[[ Entries provided open ]]

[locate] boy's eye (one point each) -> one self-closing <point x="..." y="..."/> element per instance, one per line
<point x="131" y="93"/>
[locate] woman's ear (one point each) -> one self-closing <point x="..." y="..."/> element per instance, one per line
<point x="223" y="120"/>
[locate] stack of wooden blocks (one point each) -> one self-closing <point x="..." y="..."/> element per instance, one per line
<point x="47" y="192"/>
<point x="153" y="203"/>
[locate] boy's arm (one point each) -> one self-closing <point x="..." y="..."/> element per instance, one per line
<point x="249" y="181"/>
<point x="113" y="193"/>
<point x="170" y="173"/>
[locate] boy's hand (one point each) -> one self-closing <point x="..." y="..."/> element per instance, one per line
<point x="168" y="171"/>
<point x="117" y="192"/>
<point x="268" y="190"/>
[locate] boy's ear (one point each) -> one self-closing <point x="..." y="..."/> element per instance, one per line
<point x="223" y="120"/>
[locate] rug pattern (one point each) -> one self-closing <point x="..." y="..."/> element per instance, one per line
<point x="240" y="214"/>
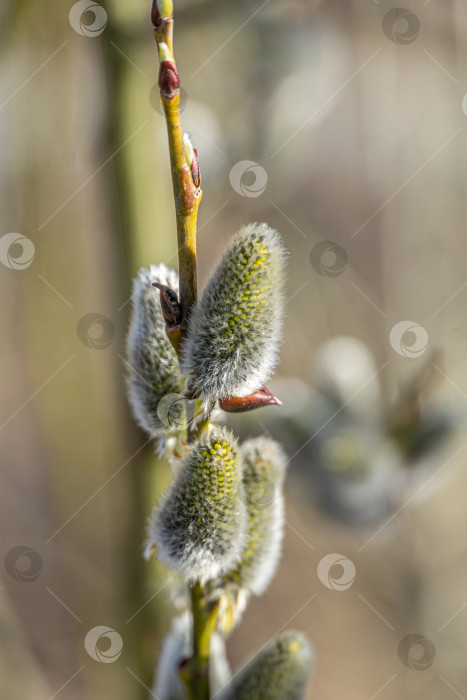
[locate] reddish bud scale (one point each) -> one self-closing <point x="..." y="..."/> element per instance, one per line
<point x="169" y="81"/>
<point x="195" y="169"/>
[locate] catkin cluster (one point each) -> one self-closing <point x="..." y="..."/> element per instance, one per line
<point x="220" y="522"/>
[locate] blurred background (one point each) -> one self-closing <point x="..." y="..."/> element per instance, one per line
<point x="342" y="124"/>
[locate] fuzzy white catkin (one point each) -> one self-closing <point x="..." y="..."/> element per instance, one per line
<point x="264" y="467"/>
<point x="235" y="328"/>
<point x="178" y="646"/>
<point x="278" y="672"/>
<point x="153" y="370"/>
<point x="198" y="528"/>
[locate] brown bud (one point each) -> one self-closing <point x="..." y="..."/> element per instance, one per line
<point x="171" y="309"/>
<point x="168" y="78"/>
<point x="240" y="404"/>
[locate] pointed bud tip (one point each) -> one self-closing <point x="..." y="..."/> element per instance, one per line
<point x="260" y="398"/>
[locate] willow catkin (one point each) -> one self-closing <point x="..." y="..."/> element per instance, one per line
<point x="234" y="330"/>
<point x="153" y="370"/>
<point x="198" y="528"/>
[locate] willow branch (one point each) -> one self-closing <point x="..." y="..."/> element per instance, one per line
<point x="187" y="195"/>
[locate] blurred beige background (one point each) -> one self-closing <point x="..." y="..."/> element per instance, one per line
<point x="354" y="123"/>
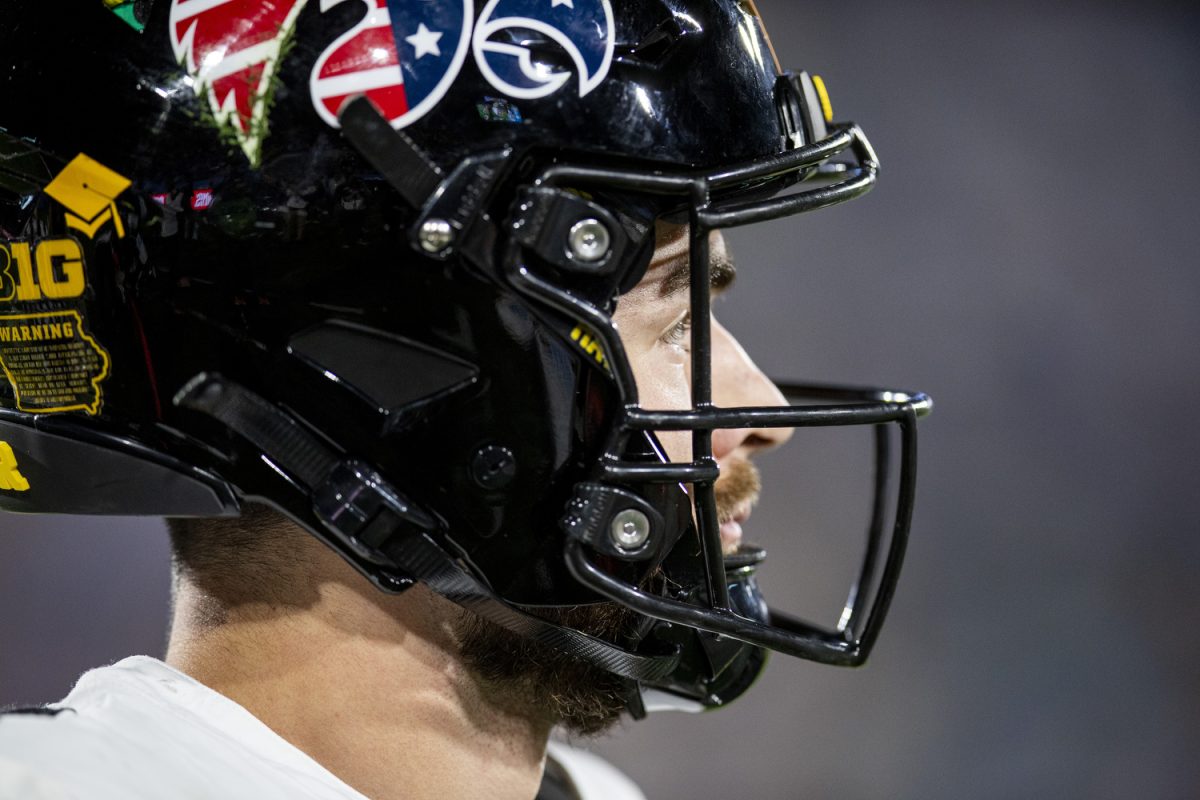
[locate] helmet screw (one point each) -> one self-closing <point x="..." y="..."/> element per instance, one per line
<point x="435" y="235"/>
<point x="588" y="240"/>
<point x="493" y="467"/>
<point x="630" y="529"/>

[[ Entries provided closed ]]

Exercise directions
Your job is to transcribe the entries above exactly; skip the pictures.

Task output
[locate] boy's eye (one point each) -> one self-closing <point x="..." y="..."/> element per instance, one per line
<point x="131" y="93"/>
[locate] woman's ear (one point each) -> one self-closing <point x="..." y="..."/> element per instance, one per line
<point x="223" y="120"/>
[locate] stack of wooden blocks (one point each) -> one self-closing <point x="..." y="..."/> element per instance, one per line
<point x="47" y="192"/>
<point x="153" y="203"/>
[locate] boy's arm (one point each) -> one self-closing <point x="..." y="..."/> element per instance, one per line
<point x="249" y="181"/>
<point x="113" y="193"/>
<point x="170" y="173"/>
[locate] boy's hand (one point each) -> one self-closing <point x="..." y="..."/> element per instance, one per line
<point x="168" y="171"/>
<point x="117" y="192"/>
<point x="268" y="190"/>
[locate] boy's ear (one point each) -> one self-closing <point x="..." y="..."/> element per instance, one per line
<point x="223" y="120"/>
[locate] rug pattern (one point each) -> one self-closing <point x="..." y="..."/> element per instance, one per line
<point x="240" y="214"/>
[locate] reddish bud scale (one point each) -> one self-closing <point x="..." y="..."/> element per instance, one per line
<point x="169" y="81"/>
<point x="195" y="169"/>
[locate] catkin cluster (one point each) -> one self-closing <point x="..." y="..."/> element per instance, one per line
<point x="220" y="522"/>
[locate] blurred background (one point each) -> one self-closing <point x="..." y="..."/> element per instance, one per line
<point x="342" y="124"/>
[locate] fuzzy white catkin (one point each) -> one self-closing <point x="..." y="..."/> element per instance, one per line
<point x="264" y="467"/>
<point x="235" y="328"/>
<point x="178" y="646"/>
<point x="278" y="672"/>
<point x="153" y="370"/>
<point x="198" y="528"/>
[locate] brown bud (one point each) -> one self-closing <point x="..." y="..."/> element per instance, one per line
<point x="171" y="309"/>
<point x="168" y="78"/>
<point x="240" y="404"/>
[locate] pointed bud tip (one point each) -> one self-closing <point x="..." y="..."/> element per instance, one per line
<point x="260" y="398"/>
[locate] willow catkin (one point each) -> one self-closing <point x="..." y="..."/> element per instance, one per line
<point x="234" y="330"/>
<point x="153" y="370"/>
<point x="198" y="528"/>
[locate] willow branch (one point each) -> one self-closing <point x="..." y="..."/> element per instance, one per line
<point x="187" y="195"/>
[locate] blurred beige background (one point each) -> one self-closing <point x="..." y="..."/> element per instance, one per line
<point x="354" y="123"/>
[locate] helmet screw (one point each) -> one self-closing <point x="..." y="..."/> element per instance, one per line
<point x="435" y="235"/>
<point x="588" y="240"/>
<point x="493" y="467"/>
<point x="630" y="529"/>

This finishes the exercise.